TEKSTBLOK
Verslag De verschuiving van toelatingsplanologie naar ontwikkelingsplanologie krijgt steeds mee gestalte in de praktijk, aldus Guus van de Hoef (directeur van Investeren in Ruimte). In plaats van top-down planning door de overheid, geven coalities van marktpartijen, belanghebbenden en overheden steeds vaker samen vorm aan hun ambities. De maatschappelijk geëngageerde bedrijfsvoering van het theater Zuidplein, de locatie van deze middag, is hier een mooi voorbeeld van.
Symposium naar aanleiding van het tienjarig bestaan van adviesbureau Investeren in Ruimte
Uit de discussie over coalitieplanologie in zowel het stedelijke als het landelijke gebied, is een drietal conclusies te trekken. In de eerste plaats geldt zowel stedelijk als landelijk dat er goedkoper en efficiënter gewerkt moet worden. Vooral de proceskosten, die in tijden van grote welvaart uit de pan zijn gerezen, vormen hierbij een aandachtspunt. Het is dan ook van belang om de samenwerking tussen partijen te stroomlijnen, zodat de proceskosten bij coalitieplanologie niet juist nog verder omhoog gaan. “Het eindspel blijft een gevecht,” stelde Friso de Zeeuw (praktijkhoogleraar Gebiedsontwikkeling TU Delft, directeur Nieuwe Markten Bouwfonds Ontwikkeling), “maar we kunnen het procedureel eindspel wel wat eenvoudiger maken.” Overheidsmaatregelen die dit stimuleren, zoals de Crisis- en herstelwet en de algemene herziening van het omgevingsrecht, vindt hij dan ook een goede zaak.

GEGEVEN OPDRACHT A
Herschrijf de lijst vanaf het begin tot en met de regel met "Query: corkscrew", waarbij "top-left corner" wordt vervangen door "upper-left corner" en al het overige ongewijzigd blijft.

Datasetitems
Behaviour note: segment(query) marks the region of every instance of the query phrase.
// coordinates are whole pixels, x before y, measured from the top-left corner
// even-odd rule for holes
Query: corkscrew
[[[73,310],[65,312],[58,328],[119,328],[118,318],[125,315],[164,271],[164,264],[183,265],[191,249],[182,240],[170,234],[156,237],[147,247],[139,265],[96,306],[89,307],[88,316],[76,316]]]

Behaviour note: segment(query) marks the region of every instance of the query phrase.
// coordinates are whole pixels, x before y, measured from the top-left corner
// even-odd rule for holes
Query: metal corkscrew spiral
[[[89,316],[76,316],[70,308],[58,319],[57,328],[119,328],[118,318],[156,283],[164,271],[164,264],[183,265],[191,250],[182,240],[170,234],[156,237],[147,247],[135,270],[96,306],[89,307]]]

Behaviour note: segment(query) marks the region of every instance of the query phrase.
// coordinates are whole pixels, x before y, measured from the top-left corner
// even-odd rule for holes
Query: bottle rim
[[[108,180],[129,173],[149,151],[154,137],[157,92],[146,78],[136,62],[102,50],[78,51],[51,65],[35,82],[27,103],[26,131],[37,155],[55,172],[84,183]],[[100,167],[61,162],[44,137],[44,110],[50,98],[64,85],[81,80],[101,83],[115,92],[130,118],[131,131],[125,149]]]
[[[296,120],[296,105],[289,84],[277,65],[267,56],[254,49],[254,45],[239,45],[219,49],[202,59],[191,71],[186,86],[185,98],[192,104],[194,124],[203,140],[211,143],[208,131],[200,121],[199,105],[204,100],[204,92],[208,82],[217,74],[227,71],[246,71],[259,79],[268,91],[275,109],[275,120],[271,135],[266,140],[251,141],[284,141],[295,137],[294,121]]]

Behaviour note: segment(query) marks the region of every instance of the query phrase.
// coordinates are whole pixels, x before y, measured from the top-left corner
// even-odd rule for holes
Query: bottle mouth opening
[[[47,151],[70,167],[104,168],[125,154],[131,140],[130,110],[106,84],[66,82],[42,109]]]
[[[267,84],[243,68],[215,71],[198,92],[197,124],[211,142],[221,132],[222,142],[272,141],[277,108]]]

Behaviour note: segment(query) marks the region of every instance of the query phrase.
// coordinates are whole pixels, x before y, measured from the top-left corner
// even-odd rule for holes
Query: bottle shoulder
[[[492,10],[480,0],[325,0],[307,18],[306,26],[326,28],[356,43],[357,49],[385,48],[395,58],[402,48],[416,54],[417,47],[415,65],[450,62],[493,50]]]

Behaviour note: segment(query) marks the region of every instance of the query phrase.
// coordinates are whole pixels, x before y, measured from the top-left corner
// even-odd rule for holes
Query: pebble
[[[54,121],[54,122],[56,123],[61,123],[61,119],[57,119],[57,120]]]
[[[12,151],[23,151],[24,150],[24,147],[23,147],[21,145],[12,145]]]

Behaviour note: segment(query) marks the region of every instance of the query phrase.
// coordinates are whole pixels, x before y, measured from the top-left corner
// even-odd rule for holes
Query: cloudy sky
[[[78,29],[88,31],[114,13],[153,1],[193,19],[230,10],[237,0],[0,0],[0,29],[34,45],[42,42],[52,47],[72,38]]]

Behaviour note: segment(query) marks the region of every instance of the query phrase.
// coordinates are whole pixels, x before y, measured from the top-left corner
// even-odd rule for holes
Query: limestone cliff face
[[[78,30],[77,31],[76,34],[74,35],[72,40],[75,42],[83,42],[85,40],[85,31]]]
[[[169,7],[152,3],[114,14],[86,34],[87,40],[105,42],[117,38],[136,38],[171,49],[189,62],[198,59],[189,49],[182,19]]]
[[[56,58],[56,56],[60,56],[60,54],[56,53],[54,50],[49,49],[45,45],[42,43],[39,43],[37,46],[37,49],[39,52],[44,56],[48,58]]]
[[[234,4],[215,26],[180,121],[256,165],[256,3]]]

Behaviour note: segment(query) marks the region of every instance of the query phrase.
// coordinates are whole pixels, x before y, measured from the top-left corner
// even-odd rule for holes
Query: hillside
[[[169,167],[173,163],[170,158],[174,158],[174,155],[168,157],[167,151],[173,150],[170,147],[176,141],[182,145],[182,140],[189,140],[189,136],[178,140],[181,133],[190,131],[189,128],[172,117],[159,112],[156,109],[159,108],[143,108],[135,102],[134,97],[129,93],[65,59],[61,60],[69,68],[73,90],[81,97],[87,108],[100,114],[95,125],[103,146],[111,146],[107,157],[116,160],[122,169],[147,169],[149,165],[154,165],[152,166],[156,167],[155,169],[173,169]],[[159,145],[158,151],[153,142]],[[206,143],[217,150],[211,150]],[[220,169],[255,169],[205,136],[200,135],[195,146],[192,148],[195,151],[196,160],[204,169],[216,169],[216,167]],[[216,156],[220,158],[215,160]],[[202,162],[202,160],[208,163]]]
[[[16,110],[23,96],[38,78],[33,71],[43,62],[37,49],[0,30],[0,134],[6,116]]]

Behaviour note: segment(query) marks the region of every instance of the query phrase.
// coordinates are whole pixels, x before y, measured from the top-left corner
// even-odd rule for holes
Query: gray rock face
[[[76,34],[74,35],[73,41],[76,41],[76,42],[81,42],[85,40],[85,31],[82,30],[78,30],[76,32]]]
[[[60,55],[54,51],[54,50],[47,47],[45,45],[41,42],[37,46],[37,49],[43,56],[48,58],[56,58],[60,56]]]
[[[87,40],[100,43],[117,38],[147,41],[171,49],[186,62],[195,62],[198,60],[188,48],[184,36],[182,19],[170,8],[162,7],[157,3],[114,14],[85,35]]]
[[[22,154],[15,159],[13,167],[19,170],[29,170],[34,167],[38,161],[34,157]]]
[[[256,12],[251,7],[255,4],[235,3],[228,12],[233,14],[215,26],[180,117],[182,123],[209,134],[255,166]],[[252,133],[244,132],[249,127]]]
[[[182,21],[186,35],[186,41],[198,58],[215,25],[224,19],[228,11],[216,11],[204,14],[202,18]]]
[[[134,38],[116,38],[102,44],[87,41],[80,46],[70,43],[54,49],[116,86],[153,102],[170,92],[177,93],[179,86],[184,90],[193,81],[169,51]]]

GEGEVEN OPDRACHT B
Vertaal de volgende zin uit het verslag over coalitieplanologie in het Engels: "In de eerste plaats geldt zowel stedelijk als landelijk dat er goedkoper en efficiënter gewerkt moet worden."

ANTWOORD A
Behaviour note: segment(query) marks the region of every instance of the query phrase.
// coordinates are whole pixels, x before y, measured from the upper-left corner
// even-odd rule for holes
Query: corkscrew

ANTWOORD B
First, in both urban and rural areas, work must be done more cheaply and efficiently.